(Rows from a pointing dataset)
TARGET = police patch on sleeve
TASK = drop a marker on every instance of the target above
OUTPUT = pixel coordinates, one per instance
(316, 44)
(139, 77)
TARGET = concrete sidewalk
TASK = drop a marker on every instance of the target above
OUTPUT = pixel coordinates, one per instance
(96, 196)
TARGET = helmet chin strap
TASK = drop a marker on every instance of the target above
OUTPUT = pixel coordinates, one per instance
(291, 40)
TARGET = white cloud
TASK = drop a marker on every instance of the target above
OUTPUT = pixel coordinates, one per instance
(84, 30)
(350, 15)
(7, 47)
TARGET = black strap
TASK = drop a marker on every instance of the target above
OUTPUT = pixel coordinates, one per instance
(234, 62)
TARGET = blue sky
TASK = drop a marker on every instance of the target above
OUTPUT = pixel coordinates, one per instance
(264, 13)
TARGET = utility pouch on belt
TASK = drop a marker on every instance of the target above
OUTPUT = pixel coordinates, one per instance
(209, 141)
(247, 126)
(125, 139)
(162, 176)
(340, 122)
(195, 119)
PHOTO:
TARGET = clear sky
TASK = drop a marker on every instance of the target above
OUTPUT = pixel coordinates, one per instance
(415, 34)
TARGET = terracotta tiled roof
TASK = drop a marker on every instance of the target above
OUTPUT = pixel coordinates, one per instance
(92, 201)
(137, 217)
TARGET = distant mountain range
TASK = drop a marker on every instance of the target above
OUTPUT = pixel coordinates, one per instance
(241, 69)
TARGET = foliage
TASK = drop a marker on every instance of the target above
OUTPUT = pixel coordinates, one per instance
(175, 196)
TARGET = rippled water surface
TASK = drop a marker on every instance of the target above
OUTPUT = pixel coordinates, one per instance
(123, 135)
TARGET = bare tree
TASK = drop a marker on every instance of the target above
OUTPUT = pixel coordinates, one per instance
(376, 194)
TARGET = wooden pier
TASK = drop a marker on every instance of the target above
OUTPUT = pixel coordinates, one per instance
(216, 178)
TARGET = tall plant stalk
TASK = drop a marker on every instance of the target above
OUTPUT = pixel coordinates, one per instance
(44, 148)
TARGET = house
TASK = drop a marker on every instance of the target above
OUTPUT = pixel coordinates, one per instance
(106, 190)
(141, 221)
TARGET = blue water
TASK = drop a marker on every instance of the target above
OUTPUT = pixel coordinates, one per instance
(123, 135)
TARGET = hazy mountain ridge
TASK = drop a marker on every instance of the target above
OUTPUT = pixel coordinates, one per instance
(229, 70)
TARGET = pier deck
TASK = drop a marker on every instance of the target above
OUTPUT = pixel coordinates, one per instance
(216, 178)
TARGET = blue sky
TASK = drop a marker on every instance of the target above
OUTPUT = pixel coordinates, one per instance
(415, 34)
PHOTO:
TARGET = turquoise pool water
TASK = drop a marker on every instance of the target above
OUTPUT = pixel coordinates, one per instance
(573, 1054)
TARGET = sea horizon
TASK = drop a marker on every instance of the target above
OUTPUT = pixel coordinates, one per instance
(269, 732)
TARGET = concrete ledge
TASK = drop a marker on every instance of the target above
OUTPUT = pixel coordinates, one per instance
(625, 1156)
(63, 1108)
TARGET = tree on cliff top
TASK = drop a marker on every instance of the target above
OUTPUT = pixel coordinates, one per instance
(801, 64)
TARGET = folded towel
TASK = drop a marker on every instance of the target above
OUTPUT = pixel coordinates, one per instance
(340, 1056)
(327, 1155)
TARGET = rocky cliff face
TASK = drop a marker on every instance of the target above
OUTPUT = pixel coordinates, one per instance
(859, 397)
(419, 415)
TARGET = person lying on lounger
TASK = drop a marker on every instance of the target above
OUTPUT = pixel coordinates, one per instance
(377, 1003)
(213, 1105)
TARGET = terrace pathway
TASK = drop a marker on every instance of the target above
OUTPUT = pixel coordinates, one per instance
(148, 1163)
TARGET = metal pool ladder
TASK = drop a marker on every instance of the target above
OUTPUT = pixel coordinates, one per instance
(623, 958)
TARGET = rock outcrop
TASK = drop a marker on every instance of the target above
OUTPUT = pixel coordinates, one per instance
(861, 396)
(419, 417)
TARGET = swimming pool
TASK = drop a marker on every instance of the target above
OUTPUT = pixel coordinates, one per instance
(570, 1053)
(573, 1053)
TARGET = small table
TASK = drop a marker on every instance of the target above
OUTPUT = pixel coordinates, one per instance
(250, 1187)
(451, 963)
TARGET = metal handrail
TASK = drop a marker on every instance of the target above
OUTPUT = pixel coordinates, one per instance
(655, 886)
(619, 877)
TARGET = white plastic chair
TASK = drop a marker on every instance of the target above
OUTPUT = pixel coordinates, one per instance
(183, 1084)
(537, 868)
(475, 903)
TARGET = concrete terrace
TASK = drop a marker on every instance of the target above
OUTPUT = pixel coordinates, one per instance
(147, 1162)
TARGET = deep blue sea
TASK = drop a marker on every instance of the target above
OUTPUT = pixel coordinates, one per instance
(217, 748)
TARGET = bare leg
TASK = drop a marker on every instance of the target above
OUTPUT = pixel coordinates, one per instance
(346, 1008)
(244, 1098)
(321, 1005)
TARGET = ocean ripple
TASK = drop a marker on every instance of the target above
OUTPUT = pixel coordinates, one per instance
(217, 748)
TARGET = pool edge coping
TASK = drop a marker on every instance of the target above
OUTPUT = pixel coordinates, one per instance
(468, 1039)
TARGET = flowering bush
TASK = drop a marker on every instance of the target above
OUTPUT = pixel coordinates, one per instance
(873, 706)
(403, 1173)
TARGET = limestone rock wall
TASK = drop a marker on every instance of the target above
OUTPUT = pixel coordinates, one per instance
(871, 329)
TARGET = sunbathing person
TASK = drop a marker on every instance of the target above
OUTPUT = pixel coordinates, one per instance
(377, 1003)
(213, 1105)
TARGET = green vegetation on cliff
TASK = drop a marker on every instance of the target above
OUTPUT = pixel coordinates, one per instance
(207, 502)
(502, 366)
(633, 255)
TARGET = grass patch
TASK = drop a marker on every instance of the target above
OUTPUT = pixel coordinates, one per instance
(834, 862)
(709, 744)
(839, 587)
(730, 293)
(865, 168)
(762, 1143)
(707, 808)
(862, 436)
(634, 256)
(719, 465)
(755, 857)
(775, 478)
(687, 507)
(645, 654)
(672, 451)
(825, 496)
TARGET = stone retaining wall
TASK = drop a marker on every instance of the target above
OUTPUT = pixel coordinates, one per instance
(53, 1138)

STATED EXERCISE –
Rewrite all the records above, replacing "drop a marker" with "place a point" and leaving everything else unchanged.

FULL OUTPUT –
TARGET = police patch on sleeve
TASK = place a point on every instance of the target above
OUTPUT = pixel coordinates, one per instance
(316, 44)
(139, 77)
TARGET = concrete sidewalk
TASK = place a point on every instance of the target above
OUTPUT = pixel coordinates, one per instance
(96, 196)
TARGET = helmet chin strap
TASK = place a point on every instance of the target above
OUTPUT = pixel coordinates, one per instance
(291, 40)
TARGET = white cloud
TASK = place a point on every instance of the target above
OUTPUT = pixel coordinates, one per instance
(84, 30)
(350, 15)
(7, 47)
TARGET = black strap
TASK = place a point on every instance of the target above
OUTPUT = pixel coordinates, one per instance
(234, 62)
TARGET = blue sky
TASK = place a point on every instance of the target above
OUTPUT = pixel coordinates, one per instance
(264, 13)
TARGET = utility pouch on belt
TASK = place a point on every instance of the target above
OUTPUT = pixel coordinates, one per instance
(209, 141)
(247, 126)
(125, 139)
(162, 176)
(340, 122)
(195, 119)
PHOTO:
TARGET = clear sky
TASK = place a point on every instance of the target above
OUTPUT = pixel coordinates, one per instance
(415, 34)
TARGET = terracotta tiled roof
TASK = place a point on every instance of the target above
OUTPUT = pixel coordinates, one per instance
(92, 201)
(137, 217)
TARGET = distant mountain range
TASK = place a point on every instance of the target above
OUTPUT = pixel coordinates, one per instance
(241, 69)
TARGET = foliage
TASK = place a point on every instance of the target above
OUTPUT = pixel coordinates, one per instance
(175, 196)
TARGET = rippled water surface
TASK = place a point on every instance of the target above
OUTPUT = pixel coordinates, one per instance
(123, 135)
TARGET = bare tree
TASK = place a point on every instance of the target above
OUTPUT = pixel coordinates, one per instance
(376, 194)
TARGET = wooden pier
TASK = place a point on every instance of the target above
OUTPUT = pixel coordinates, one per instance
(216, 178)
TARGET = tall plant stalk
TASK = place a point on every instance of the target above
OUTPUT = pixel coordinates, one per instance
(44, 148)
TARGET = house
TASK = place a point on every instance of the target above
OUTPUT = pixel coordinates, one per instance
(106, 190)
(141, 221)
TARGET = blue water
TASK = place a point on every instance of the target above
OUTPUT = pixel coordinates, one per instance
(123, 135)
TARGET = hazy mountain ridge
TASK = place a point on every instance of the target above
OUTPUT = pixel coordinates, one per instance
(229, 70)
TARGET = pier deck
TASK = place a point on every instance of the target above
OUTPUT = pixel coordinates, one per instance
(216, 178)
TARGET = blue sky
TASK = place a point on every instance of the target above
OUTPUT = pixel coordinates, one per instance
(415, 34)
PHOTO:
TARGET = turquoise pool water
TASK = place a point on every instance of the target above
OUTPUT = pixel coordinates, one per instance
(573, 1054)
TARGET = sea horizon
TASK = place a point on every instance of the target above
OUTPUT = pixel coordinates, one per instance
(269, 732)
TARGET = concrete ledge
TASK = place a point on every instance of the target above
OUTPUT = pixel coordinates, one per instance
(625, 1156)
(63, 1108)
TARGET = tree on cliff top
TASK = place a point on every instance of the target above
OUTPUT = pixel coordinates, one per instance
(801, 64)
TARGET = folded towel
TASK = place a point on every instance of the target above
OUTPUT = pixel coordinates, one per instance
(340, 1056)
(327, 1155)
TARGET = rocky cliff face
TASK = place a point on every instance of the target above
OUTPUT = pixel coordinates, one per instance
(859, 397)
(419, 415)
TARGET = person lying on lounger
TASK = place a point on every instance of the target above
OUTPUT = pixel coordinates, one per instance
(377, 1003)
(213, 1105)
TARGET = terrace pathway
TASK = place a point on every instance of the target above
OUTPUT = pixel coordinates, one per instance
(148, 1163)
TARGET = metal pool ladder
TASK = place a point on every instance of the target above
OUTPUT = pixel coordinates, one per instance
(623, 958)
TARGET = rock outcrop
TASK = place a point on every instance of the target above
OUTPUT = pixel coordinates, one per instance
(861, 396)
(419, 417)
TARGET = swimming pool
TASK = place a point on every instance of the target above
OUTPUT = pixel coordinates, one per instance
(570, 1053)
(573, 1053)
TARGET = small table
TASK = place a point on every instance of the target above
OUTPUT = pixel coordinates, one per instance
(250, 1187)
(451, 963)
TARGET = metal handrail
TASK = place a point on every instance of the target above
OUTPUT = pixel coordinates, one per instance
(655, 886)
(619, 877)
TARGET = white plastic chair
TASK = place a point on every instance of the target above
OUTPUT = pixel coordinates, one per instance
(183, 1084)
(537, 868)
(475, 903)
TARGET = concrete terrace
TASK = place a point on every instance of the target above
OUTPUT = pixel coordinates, one per instance
(147, 1162)
TARGET = deep blue sea
TASK = place a point on every instance of the target above
OUTPUT = pixel coordinates, one per instance
(217, 748)
TARGET = bare leg
TASK = place a point on every instance of the target above
OUTPUT = pixel coordinates, one per instance
(346, 1008)
(244, 1098)
(321, 1005)
TARGET = ocean ripple
TASK = place a point on every instance of the target above
OUTPUT = pixel coordinates, one per instance
(217, 748)
TARGET = pool edge coping
TASK = place a point on every instance of the target above
OUTPUT = pixel coordinates, one per instance
(468, 1039)
TARGET = flowering bush
TASK = place a point on every instance of the target above
OUTPUT = pixel coordinates, one per instance
(873, 706)
(403, 1173)
TARGET = limestone rock wall
TASK = place a point on every instance of the target above
OUTPUT = pixel coordinates, one per instance
(871, 329)
TARGET = sunbathing person
TASK = place a point on every instance of the target above
OUTPUT = pixel coordinates, one per instance
(377, 1003)
(213, 1105)
TARGET = green vegetation on cliff
TASK = place a point on every instance of the target above
OUTPUT = pixel coordinates, one per instance
(207, 502)
(502, 366)
(633, 255)
TARGET = grass patch
TASK = place a point on every instance of the target above
OUTPUT = pixel coordinates, one per instance
(834, 862)
(709, 744)
(839, 587)
(730, 293)
(865, 168)
(762, 1143)
(707, 808)
(862, 436)
(634, 256)
(719, 465)
(755, 857)
(775, 478)
(687, 507)
(645, 654)
(672, 451)
(825, 496)
TARGET = stone retaining wall
TASK = place a point on every instance of the target above
OUTPUT = pixel coordinates, one per instance
(53, 1138)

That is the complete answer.